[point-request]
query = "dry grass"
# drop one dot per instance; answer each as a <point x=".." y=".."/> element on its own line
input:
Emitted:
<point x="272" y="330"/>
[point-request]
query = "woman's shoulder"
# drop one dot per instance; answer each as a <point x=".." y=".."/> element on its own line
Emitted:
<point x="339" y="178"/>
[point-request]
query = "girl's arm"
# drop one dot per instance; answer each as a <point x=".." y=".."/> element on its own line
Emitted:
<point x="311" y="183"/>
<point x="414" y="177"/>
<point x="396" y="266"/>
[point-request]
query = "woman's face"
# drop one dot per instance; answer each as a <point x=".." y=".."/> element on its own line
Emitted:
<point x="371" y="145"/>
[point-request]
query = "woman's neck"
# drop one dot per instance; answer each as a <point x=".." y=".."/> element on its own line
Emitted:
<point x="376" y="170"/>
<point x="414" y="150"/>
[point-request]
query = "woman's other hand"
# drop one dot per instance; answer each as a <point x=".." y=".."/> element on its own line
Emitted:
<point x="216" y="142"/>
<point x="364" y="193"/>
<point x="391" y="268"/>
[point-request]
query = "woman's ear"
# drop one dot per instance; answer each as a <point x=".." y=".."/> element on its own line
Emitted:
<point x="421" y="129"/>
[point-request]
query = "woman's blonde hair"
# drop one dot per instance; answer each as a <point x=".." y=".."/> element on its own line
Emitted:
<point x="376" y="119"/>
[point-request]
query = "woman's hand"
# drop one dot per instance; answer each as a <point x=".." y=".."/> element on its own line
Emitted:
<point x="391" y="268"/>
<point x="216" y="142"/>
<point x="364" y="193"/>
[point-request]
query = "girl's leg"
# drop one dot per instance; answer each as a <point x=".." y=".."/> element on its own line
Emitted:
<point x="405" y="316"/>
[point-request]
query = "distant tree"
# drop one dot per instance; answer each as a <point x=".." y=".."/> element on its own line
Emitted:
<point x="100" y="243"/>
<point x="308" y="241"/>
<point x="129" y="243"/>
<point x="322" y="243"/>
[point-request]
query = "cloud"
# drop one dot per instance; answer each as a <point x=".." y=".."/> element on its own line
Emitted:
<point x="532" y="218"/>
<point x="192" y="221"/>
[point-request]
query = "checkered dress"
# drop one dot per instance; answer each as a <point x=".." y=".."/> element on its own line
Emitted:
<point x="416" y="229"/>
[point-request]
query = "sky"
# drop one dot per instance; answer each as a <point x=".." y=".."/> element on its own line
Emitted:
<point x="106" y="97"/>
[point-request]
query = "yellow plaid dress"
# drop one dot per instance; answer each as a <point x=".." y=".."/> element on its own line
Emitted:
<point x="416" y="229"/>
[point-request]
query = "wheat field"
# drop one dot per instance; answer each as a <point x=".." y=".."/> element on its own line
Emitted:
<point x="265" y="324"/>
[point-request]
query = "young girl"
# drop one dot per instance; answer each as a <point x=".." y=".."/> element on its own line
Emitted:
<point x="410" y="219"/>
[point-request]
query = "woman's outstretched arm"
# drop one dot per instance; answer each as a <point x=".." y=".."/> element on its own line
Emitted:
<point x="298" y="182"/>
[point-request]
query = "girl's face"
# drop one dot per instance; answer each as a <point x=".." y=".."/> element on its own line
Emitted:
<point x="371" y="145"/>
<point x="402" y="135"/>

What is being asked.
Restate the data above exactly, keeping each word as it stands.

Exercise output.
[point-request]
query = "dry grass"
# drop one dot per instance; answer each as a <point x=".." y=".."/> element on its own line
input:
Emitted:
<point x="272" y="330"/>
[point-request]
query = "woman's shoulder"
# drop one dot per instance; answer each as a <point x=".." y=".."/> element on its own line
Emitted:
<point x="339" y="178"/>
[point-request]
query = "girl's arm"
# drop one dot per instance; answer each as a <point x=".." y=".."/> element on its own line
Emitted:
<point x="311" y="183"/>
<point x="414" y="177"/>
<point x="396" y="266"/>
[point-request]
query = "woman's face"
# drop one dot per instance; answer each as a <point x=".." y=".."/> element on its own line
Emitted:
<point x="371" y="145"/>
[point-request]
query = "woman's neck"
# drop one dot per instance; answer each as a <point x=".." y=".."/> element on its own line
Emitted:
<point x="376" y="170"/>
<point x="414" y="150"/>
[point-request]
query = "woman's other hand"
# drop one dot per instance; answer each as a <point x=".." y=".."/> element on its own line
Emitted:
<point x="216" y="142"/>
<point x="364" y="193"/>
<point x="391" y="268"/>
[point-request]
query = "woman's ear"
# drop one dot per instance; answer each as a <point x=".." y=".."/> element on its own line
Emitted:
<point x="421" y="129"/>
[point-request]
query = "woman's blonde hair"
# drop one dot per instance; answer each as a <point x=".." y=".."/> element on its own line
Emitted:
<point x="376" y="119"/>
[point-request]
query = "woman's hand"
# drop one dot per instance; answer each as a <point x=".." y=".."/> element on its own line
Emitted:
<point x="391" y="268"/>
<point x="216" y="142"/>
<point x="364" y="193"/>
[point-request]
query = "girl's leg"
# drop one dot per instance; answer each as a <point x=".." y=".."/> element on its own line
Emitted:
<point x="405" y="316"/>
[point-request]
query = "distant tree"
# drop one dot per instance; answer each as a <point x=".." y=".."/> element on its own line
Emitted:
<point x="100" y="243"/>
<point x="308" y="241"/>
<point x="129" y="243"/>
<point x="322" y="243"/>
[point-request]
query = "cloud"
# drop one dot per instance; answer each as a <point x=".." y=".."/> element on its own line
Emitted:
<point x="532" y="218"/>
<point x="192" y="221"/>
[point-request]
query = "checkered dress"
# drop one dot per instance; answer each as a <point x=".." y=".."/> element on its own line
Emitted:
<point x="416" y="229"/>
[point-request]
query = "sky"
# drop one dot per instance; answer each as a <point x=".." y=".."/> element on its own line
Emitted:
<point x="106" y="97"/>
[point-request]
query = "yellow plaid dress"
# drop one dot per instance; answer each as a <point x=".." y=".."/> element on its own line
Emitted:
<point x="416" y="229"/>
[point-request]
query = "wheat field"
# drop one dot per instance; answer each as a <point x=".." y=".."/> element on its own line
Emitted:
<point x="265" y="324"/>
[point-request]
query = "young girl"
# drop one dot per instance; answer each as a <point x=".." y=".."/> element on its own line
Emitted:
<point x="410" y="219"/>
[point-request]
query = "woman's outstretched arm"
# drop one dot per instance; answer each as a <point x=".." y=".."/> element on its own line
Emitted:
<point x="298" y="182"/>
[point-request]
query = "girl's face"
# drop one dot per instance; answer each as a <point x=".." y=".."/> element on its own line
Emitted:
<point x="371" y="145"/>
<point x="402" y="135"/>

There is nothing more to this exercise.